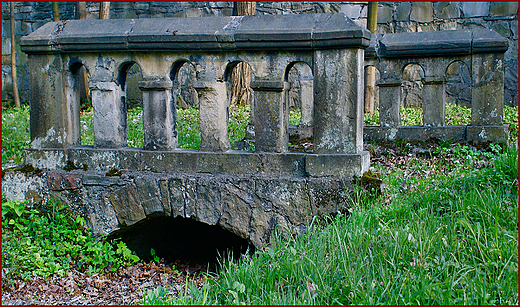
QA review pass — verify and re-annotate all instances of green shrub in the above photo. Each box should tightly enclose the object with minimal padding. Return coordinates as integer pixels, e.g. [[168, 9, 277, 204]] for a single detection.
[[2, 105, 31, 164], [2, 201, 139, 280]]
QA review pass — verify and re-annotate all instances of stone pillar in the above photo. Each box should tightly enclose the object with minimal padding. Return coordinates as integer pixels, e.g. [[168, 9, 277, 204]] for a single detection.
[[139, 80, 178, 150], [89, 81, 127, 148], [193, 81, 230, 152], [422, 77, 446, 127], [471, 53, 504, 126], [251, 81, 291, 152], [28, 54, 81, 148], [314, 49, 364, 154], [376, 78, 402, 128], [300, 80, 314, 127]]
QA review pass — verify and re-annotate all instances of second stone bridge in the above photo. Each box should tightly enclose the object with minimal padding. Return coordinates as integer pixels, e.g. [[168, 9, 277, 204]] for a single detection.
[[8, 14, 370, 247]]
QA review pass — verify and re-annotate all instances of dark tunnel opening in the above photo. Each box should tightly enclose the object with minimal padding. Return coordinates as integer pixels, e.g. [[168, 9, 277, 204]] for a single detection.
[[111, 217, 255, 272]]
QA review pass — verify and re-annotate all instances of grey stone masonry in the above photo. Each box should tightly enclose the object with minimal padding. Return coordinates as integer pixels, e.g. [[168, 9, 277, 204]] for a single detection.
[[12, 13, 371, 247], [364, 29, 508, 143], [2, 1, 518, 105]]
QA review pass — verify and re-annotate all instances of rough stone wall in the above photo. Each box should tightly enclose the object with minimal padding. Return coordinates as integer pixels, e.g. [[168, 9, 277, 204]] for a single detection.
[[2, 2, 518, 105]]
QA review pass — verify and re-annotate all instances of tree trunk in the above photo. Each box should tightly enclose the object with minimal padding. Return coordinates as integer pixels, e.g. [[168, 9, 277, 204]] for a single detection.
[[77, 2, 91, 104], [52, 2, 60, 21], [99, 2, 110, 19], [11, 2, 20, 107], [365, 2, 378, 115], [77, 2, 87, 19], [230, 2, 256, 105]]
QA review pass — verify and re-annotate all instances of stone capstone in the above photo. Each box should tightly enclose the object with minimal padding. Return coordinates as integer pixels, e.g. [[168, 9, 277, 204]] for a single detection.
[[2, 170, 352, 248]]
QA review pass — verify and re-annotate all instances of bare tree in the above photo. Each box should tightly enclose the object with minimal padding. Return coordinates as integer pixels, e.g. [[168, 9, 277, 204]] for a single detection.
[[76, 2, 87, 19], [99, 2, 110, 19], [76, 2, 90, 103], [365, 2, 378, 115], [52, 2, 60, 21], [230, 2, 256, 105], [11, 2, 20, 107]]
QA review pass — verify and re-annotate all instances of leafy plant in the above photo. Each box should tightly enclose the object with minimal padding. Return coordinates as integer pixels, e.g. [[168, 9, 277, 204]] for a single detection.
[[2, 201, 139, 280], [2, 105, 31, 164], [141, 144, 518, 305]]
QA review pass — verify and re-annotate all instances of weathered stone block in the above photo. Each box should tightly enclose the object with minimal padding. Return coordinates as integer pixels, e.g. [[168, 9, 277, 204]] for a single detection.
[[489, 2, 518, 16], [135, 176, 165, 218], [305, 151, 370, 178], [396, 2, 412, 21], [308, 178, 352, 217], [28, 54, 80, 148], [410, 2, 433, 22], [314, 49, 364, 154], [467, 124, 509, 145], [471, 53, 504, 126], [251, 81, 290, 152], [89, 81, 127, 148], [47, 171, 81, 191], [377, 5, 393, 23], [139, 80, 178, 150], [108, 184, 146, 226], [195, 176, 222, 225], [462, 2, 490, 17], [193, 81, 230, 151], [422, 76, 446, 126]]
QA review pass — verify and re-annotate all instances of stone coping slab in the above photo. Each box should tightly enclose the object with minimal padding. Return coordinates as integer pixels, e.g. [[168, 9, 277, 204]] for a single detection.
[[365, 29, 509, 58], [363, 124, 509, 144], [20, 13, 371, 53], [20, 146, 370, 178]]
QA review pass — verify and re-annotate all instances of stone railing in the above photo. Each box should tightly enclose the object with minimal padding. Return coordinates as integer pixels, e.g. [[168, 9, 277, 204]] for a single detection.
[[14, 14, 370, 247], [364, 29, 508, 143], [21, 13, 370, 177]]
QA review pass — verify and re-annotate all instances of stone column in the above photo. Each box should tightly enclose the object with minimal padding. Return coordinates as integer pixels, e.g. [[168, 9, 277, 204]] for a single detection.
[[251, 81, 291, 152], [193, 81, 230, 152], [471, 53, 504, 126], [376, 78, 402, 128], [422, 77, 446, 127], [300, 80, 314, 127], [139, 80, 178, 150], [314, 48, 364, 154], [89, 81, 127, 148], [28, 54, 81, 148]]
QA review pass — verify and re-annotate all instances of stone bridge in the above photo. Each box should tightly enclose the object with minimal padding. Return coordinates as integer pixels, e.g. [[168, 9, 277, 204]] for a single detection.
[[2, 13, 507, 247], [3, 13, 371, 247]]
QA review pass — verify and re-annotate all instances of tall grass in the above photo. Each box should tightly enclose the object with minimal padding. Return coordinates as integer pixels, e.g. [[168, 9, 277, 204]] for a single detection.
[[145, 147, 518, 305]]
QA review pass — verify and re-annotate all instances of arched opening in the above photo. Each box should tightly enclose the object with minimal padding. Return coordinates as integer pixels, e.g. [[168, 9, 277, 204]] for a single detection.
[[401, 63, 424, 126], [363, 65, 381, 126], [224, 62, 255, 151], [284, 62, 314, 152], [66, 61, 88, 145], [117, 62, 144, 148], [170, 60, 201, 149], [445, 61, 471, 125], [111, 216, 255, 271]]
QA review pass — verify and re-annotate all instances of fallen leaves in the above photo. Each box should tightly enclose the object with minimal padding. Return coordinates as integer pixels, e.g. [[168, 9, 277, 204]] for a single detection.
[[2, 263, 206, 305]]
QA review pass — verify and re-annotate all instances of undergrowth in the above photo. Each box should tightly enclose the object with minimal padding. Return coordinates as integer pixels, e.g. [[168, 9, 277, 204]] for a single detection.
[[2, 104, 518, 164], [143, 146, 518, 305], [2, 201, 139, 283]]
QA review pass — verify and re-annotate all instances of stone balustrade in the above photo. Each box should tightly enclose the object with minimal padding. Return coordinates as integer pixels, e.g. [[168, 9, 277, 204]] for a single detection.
[[21, 13, 371, 176], [364, 29, 508, 143], [14, 13, 371, 247]]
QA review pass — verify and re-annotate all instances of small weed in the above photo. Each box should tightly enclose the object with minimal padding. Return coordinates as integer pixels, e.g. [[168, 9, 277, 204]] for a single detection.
[[2, 201, 139, 280]]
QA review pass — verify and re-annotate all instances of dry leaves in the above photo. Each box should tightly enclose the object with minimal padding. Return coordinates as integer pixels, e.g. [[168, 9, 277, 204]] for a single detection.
[[2, 263, 209, 305]]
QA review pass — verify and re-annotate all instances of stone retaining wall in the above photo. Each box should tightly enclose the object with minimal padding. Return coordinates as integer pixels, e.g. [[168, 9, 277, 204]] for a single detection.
[[2, 2, 518, 105]]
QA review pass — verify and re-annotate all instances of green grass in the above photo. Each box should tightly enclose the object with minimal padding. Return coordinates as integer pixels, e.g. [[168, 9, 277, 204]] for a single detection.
[[2, 105, 31, 164], [143, 146, 518, 305], [2, 104, 518, 164], [2, 201, 139, 283], [2, 103, 518, 305]]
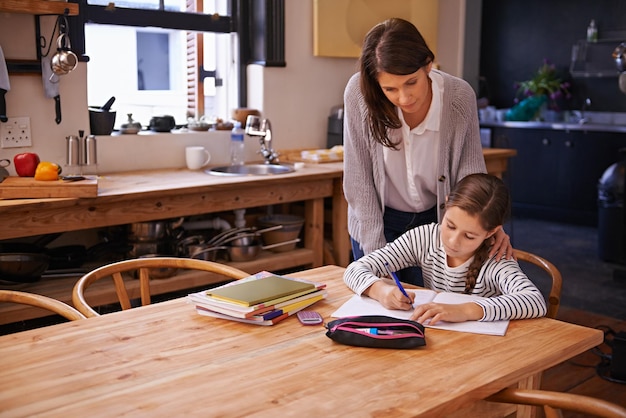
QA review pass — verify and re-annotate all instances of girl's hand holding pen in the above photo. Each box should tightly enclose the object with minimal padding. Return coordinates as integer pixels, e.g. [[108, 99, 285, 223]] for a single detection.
[[409, 302, 484, 325], [365, 281, 415, 311]]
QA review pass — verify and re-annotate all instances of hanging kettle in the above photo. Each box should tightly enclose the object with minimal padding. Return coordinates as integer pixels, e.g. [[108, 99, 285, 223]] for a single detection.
[[50, 33, 78, 75], [612, 42, 626, 73]]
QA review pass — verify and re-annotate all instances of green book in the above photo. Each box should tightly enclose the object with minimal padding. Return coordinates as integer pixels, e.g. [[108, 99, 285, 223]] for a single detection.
[[207, 276, 316, 306]]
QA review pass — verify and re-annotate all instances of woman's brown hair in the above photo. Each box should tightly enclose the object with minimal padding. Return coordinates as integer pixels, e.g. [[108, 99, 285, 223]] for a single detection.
[[360, 18, 435, 148], [446, 173, 511, 293]]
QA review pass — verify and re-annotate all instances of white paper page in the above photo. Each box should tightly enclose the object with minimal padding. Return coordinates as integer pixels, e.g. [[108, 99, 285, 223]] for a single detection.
[[331, 289, 509, 335]]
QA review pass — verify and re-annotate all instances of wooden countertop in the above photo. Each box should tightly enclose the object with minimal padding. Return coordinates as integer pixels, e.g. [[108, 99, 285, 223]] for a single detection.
[[0, 163, 343, 239]]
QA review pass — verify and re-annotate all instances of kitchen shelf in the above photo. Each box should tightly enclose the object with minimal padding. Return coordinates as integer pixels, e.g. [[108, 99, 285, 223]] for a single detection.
[[569, 38, 622, 78], [0, 0, 78, 16]]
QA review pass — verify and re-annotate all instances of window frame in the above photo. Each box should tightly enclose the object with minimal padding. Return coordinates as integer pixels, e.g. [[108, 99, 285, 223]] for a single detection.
[[68, 0, 287, 107]]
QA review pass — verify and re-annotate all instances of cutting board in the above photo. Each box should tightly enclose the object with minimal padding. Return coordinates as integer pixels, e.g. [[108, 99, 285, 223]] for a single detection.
[[0, 176, 98, 199]]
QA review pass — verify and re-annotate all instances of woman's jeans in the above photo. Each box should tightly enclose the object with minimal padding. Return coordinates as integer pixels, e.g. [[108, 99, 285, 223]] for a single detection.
[[350, 207, 437, 286]]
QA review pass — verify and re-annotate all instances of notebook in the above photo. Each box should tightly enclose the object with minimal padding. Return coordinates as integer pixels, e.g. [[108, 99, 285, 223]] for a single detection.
[[207, 275, 316, 306]]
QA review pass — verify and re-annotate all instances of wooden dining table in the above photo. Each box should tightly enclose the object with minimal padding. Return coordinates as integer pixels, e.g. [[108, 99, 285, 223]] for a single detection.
[[0, 266, 603, 417]]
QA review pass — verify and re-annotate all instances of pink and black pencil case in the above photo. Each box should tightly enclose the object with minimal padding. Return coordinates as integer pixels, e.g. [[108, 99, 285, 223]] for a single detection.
[[325, 315, 426, 349]]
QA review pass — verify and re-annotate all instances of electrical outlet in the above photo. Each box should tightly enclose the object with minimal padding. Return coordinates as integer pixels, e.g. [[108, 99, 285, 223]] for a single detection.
[[0, 116, 33, 148]]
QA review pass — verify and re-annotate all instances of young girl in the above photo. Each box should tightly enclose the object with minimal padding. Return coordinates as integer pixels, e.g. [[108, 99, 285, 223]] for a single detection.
[[344, 173, 547, 324]]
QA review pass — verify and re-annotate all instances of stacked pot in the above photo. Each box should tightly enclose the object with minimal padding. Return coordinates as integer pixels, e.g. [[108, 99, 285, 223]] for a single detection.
[[128, 219, 183, 258]]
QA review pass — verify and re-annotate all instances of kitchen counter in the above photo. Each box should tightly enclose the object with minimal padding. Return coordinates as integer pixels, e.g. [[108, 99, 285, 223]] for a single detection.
[[480, 122, 626, 133], [0, 148, 515, 324]]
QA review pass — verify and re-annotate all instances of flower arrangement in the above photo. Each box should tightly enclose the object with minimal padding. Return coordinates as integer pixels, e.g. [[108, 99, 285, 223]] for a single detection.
[[515, 59, 571, 111]]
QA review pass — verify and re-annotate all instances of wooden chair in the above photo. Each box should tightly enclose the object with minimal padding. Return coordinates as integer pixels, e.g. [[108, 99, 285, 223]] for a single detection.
[[487, 388, 626, 418], [0, 290, 85, 321], [72, 257, 250, 317], [515, 249, 563, 318]]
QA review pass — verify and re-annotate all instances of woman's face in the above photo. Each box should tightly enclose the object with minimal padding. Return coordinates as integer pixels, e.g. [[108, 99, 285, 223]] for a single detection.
[[378, 63, 432, 114], [441, 206, 497, 266]]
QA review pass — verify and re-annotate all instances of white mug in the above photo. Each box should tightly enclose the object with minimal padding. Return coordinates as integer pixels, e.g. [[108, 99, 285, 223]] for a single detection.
[[185, 146, 211, 170]]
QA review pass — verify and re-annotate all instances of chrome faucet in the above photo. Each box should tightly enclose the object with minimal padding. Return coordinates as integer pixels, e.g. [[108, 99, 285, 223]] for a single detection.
[[578, 97, 591, 125], [245, 115, 278, 164]]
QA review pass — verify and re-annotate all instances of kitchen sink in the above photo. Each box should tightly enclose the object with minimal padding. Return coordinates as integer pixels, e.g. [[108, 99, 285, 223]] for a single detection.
[[204, 164, 295, 176]]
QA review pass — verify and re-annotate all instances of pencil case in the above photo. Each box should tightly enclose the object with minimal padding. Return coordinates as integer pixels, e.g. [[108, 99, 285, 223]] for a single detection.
[[326, 315, 426, 348]]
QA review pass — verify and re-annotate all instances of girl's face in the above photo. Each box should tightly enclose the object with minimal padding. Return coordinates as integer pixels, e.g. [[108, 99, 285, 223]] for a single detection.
[[378, 63, 432, 114], [441, 206, 498, 267]]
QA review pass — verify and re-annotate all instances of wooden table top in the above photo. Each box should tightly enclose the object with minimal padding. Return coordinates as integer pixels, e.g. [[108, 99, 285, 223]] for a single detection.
[[0, 266, 603, 417]]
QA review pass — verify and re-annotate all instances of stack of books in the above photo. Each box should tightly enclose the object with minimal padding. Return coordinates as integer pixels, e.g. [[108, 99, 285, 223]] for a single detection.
[[188, 271, 327, 325]]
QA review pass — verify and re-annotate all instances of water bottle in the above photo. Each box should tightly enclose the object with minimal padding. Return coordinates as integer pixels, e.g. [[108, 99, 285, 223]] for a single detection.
[[230, 121, 244, 165]]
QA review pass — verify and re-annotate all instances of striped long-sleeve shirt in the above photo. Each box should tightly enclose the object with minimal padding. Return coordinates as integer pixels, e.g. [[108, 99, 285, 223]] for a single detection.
[[344, 224, 547, 321]]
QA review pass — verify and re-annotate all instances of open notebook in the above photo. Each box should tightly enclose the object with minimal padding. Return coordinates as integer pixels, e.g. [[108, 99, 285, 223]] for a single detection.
[[331, 289, 509, 335]]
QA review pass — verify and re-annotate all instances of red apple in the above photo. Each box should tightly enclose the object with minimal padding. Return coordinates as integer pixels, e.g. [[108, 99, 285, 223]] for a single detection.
[[13, 152, 39, 177]]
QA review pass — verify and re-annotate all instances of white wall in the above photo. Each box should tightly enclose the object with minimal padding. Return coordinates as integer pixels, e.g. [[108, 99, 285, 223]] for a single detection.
[[0, 0, 465, 174]]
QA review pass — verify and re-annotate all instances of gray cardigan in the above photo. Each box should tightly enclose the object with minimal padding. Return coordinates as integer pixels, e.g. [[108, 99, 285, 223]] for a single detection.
[[343, 70, 487, 254]]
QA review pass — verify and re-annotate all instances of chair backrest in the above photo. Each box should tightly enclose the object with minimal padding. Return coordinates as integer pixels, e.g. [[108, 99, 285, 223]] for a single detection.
[[487, 388, 626, 418], [72, 257, 250, 317], [515, 248, 563, 318], [0, 290, 85, 321]]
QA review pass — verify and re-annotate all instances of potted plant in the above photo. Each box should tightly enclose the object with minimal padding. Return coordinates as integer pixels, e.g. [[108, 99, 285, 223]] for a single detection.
[[506, 59, 571, 121]]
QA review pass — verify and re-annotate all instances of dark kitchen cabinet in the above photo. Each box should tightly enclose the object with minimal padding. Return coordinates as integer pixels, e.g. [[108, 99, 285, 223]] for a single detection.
[[492, 127, 626, 226]]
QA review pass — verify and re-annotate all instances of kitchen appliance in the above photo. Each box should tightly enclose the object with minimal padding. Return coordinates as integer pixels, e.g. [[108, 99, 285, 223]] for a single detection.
[[89, 96, 116, 135], [150, 115, 176, 132], [0, 46, 11, 122], [120, 113, 141, 135]]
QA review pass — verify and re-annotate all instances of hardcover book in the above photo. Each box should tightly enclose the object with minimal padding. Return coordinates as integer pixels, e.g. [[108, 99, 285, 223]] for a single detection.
[[206, 275, 316, 307]]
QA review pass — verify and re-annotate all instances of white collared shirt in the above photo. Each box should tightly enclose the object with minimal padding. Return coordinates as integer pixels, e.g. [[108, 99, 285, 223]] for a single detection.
[[383, 71, 443, 212]]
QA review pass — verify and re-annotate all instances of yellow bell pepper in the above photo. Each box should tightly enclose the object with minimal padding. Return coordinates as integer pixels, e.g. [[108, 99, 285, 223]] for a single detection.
[[35, 161, 61, 180]]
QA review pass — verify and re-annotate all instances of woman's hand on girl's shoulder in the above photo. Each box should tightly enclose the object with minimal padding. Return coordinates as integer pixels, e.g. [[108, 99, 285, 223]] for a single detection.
[[489, 228, 517, 260]]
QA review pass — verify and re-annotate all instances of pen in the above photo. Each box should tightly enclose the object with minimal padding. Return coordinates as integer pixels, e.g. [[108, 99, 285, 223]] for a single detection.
[[385, 263, 411, 300]]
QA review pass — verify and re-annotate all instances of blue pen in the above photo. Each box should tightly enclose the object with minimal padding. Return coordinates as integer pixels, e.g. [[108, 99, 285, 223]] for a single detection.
[[385, 263, 411, 300]]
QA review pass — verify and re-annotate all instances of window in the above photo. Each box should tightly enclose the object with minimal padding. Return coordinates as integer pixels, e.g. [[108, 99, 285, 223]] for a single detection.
[[84, 0, 235, 127]]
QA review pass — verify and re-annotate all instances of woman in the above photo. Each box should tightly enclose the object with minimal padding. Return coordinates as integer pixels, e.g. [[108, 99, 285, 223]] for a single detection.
[[344, 173, 547, 324], [344, 18, 512, 285]]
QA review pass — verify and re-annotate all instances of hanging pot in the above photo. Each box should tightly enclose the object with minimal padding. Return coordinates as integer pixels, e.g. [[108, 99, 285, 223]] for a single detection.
[[50, 33, 78, 75], [612, 42, 626, 72]]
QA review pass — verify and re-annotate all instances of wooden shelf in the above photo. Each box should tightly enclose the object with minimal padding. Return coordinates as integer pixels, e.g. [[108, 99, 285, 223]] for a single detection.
[[0, 0, 78, 16]]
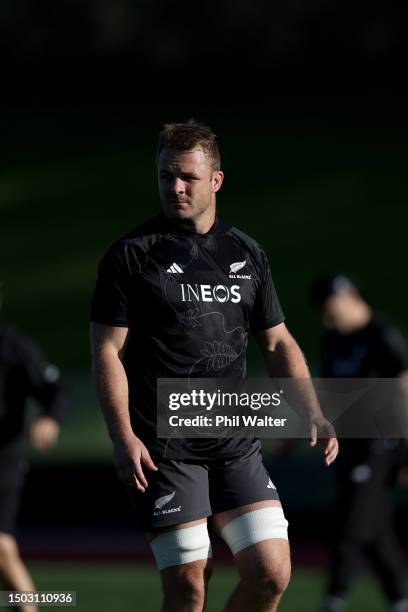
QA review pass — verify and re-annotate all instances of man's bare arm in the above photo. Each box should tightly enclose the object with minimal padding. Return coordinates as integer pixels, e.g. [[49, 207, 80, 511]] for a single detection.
[[91, 323, 157, 492], [254, 323, 338, 465]]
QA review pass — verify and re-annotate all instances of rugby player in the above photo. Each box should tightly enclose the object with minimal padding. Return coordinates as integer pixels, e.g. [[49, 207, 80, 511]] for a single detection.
[[91, 121, 338, 612], [313, 274, 408, 612], [0, 290, 67, 612]]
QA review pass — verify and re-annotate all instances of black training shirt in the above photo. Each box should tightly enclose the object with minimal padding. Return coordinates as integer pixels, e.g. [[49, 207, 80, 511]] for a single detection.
[[91, 213, 284, 459]]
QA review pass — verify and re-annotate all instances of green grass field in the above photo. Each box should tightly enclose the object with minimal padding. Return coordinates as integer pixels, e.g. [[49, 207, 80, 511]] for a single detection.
[[23, 563, 386, 612]]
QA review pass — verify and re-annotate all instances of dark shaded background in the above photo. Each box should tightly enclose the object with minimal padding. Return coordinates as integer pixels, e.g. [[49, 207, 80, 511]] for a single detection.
[[0, 0, 408, 544]]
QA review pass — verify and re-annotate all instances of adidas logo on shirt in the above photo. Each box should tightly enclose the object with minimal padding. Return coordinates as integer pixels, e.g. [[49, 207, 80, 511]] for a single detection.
[[167, 263, 184, 274]]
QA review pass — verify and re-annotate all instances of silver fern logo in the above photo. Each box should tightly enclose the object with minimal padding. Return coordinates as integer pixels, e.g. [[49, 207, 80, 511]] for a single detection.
[[230, 259, 246, 274], [154, 491, 176, 510]]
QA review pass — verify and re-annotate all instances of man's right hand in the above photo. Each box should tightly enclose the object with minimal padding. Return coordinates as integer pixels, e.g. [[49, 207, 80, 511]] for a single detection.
[[113, 436, 158, 493]]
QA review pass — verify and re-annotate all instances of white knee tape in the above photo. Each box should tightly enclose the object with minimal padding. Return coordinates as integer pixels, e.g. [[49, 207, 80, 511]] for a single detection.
[[221, 506, 288, 555], [150, 523, 212, 570]]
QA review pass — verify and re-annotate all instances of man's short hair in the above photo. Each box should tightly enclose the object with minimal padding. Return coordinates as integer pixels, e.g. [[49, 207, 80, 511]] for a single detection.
[[156, 119, 221, 170]]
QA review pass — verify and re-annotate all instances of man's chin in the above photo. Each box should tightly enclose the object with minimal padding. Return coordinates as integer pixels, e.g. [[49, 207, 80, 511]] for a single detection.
[[165, 207, 191, 221]]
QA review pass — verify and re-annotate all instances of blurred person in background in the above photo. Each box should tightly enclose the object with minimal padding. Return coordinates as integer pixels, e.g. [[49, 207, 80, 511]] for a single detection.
[[0, 284, 67, 612], [91, 121, 338, 612], [312, 274, 408, 612]]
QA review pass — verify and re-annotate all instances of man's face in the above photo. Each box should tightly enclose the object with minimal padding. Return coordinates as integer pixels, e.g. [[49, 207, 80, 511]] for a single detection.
[[158, 148, 223, 221]]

**BRIEF:** Retype verbatim the data lines that begin at the line containing "QA review pass — verify and re-annotate all instances of arched" and end after the line containing "[[2, 263, 206, 305]]", both included.

**OUTPUT FOR THIS TASK:**
QA review pass — verify and re-annotate all instances of arched opening in the above photo. Each box should tightly enclose the object with minimal padding. Return coordinates as integer pixels, e.g. [[168, 9, 277, 204]] for a single detection.
[[401, 63, 424, 126], [363, 65, 381, 126], [224, 62, 255, 151], [284, 62, 314, 152], [66, 61, 88, 145], [117, 62, 144, 148], [170, 60, 201, 149], [445, 61, 471, 125], [111, 216, 255, 271]]
QA review pass — verify and re-annotate all instances of fallen leaves in the above photo. Each box should tightly enclose the object with minimal padding. Return coordinates as integer pixels, e.g. [[168, 9, 277, 204]] for a single detection.
[[2, 263, 206, 305]]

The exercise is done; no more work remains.